>> begin Data listing

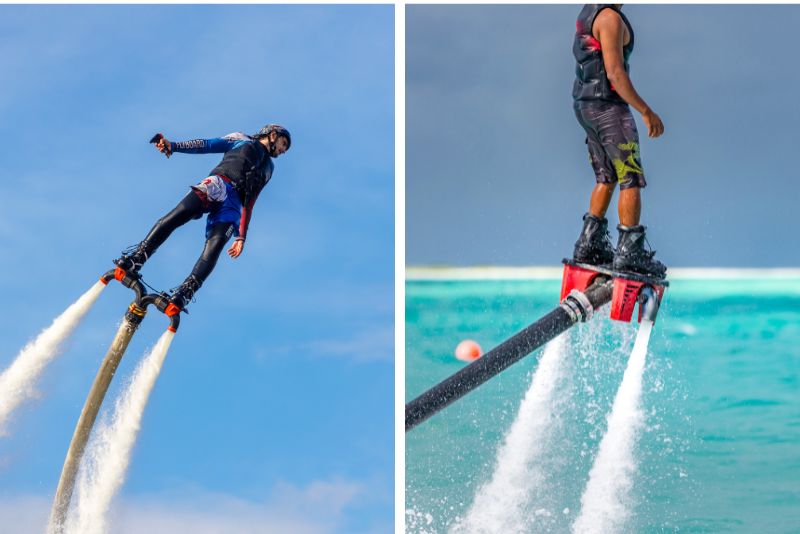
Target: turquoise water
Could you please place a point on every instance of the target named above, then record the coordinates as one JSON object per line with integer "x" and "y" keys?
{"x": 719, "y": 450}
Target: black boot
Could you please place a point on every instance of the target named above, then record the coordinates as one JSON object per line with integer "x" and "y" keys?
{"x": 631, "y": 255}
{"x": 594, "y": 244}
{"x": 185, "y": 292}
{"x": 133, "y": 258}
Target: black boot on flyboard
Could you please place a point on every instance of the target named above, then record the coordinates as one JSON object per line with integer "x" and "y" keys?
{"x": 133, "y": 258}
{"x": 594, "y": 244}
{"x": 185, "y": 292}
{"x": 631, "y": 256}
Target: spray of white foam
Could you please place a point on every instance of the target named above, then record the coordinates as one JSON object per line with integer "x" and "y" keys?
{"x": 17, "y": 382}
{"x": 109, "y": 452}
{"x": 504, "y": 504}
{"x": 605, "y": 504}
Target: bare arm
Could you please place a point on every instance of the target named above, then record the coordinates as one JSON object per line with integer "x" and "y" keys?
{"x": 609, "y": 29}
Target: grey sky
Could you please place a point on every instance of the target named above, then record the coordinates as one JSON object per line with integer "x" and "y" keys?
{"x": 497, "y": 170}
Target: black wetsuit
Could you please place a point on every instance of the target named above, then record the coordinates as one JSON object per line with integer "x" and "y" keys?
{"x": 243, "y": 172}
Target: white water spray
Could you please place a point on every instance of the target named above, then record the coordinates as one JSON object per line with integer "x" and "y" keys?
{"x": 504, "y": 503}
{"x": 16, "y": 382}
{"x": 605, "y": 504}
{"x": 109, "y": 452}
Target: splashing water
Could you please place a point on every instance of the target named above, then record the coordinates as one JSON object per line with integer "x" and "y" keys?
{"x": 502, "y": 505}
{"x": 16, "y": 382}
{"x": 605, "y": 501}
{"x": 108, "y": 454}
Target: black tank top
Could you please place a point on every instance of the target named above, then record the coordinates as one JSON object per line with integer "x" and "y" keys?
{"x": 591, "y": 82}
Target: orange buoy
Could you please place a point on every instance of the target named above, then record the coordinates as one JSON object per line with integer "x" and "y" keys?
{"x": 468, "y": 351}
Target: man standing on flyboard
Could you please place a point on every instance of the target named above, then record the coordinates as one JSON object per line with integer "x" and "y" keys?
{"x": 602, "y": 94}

>> end Data listing

◆ What needs to be done
Write out the entries again, exactly as given, skipping any images.

◆ Expected answer
Target: turquoise water
Could you please place a point on every instance of the target named above, then record the coordinates as one JSON object per line with integer "x" and "y" keys?
{"x": 719, "y": 450}
Target: black boot
Could you please place a point on every instance of the target named above, then record the coordinates as one JSON object per line with integer "x" and "y" keys?
{"x": 631, "y": 255}
{"x": 594, "y": 244}
{"x": 185, "y": 292}
{"x": 133, "y": 258}
Target: black boot on flyboard
Could you please place a point on every instance of the target named above, then record the coordinates as one JSON object per line with integer "x" and "y" keys?
{"x": 133, "y": 258}
{"x": 594, "y": 244}
{"x": 185, "y": 292}
{"x": 631, "y": 256}
Target: spray of white foam
Could you please place a point on every instance of the target named above, then record the coordinates as one JSON object per line with integer "x" and "y" keys?
{"x": 17, "y": 382}
{"x": 109, "y": 452}
{"x": 504, "y": 504}
{"x": 605, "y": 504}
Target: bare arm
Could you please place a point on every instance of the target named above, then record the coordinates as one JSON object per line with integer "x" and "y" keys?
{"x": 609, "y": 29}
Target: grey sky
Could you please place a point on every instance of the target named above, then record the coordinates as one JSON object per line with integer "x" and "y" keys?
{"x": 497, "y": 170}
Target: black wetsuit
Could you please place a point on every instance of the target named above, then record the coordinates as one JSON object per line with integer "x" and "y" keys?
{"x": 243, "y": 172}
Target: white water spray
Could you please place a point on every instance of the target named above, then record the coordinates as one JSON object per line with integer "x" and "y" keys?
{"x": 504, "y": 503}
{"x": 16, "y": 382}
{"x": 605, "y": 504}
{"x": 109, "y": 452}
Target: splashing water
Could you please place a point on every instance of the target named above, then record the coordinates as one JSON object per line with integer "x" and "y" keys?
{"x": 502, "y": 505}
{"x": 16, "y": 382}
{"x": 605, "y": 501}
{"x": 108, "y": 454}
Target: black tank top
Could you please place a point on every instance of the target named above, then record the coordinates as one JSON object per line with integer "x" and "y" keys?
{"x": 591, "y": 82}
Target: orange buoy
Could you please place a point on every instance of the target named above, then record the coordinates as one JSON object per line with integer "x" and "y" keys?
{"x": 468, "y": 351}
Target: man standing on flyboard
Could you please place a point on every instance of the target named above, then record the coordinates as one JSON object per line with integer "x" and "y" keys?
{"x": 602, "y": 94}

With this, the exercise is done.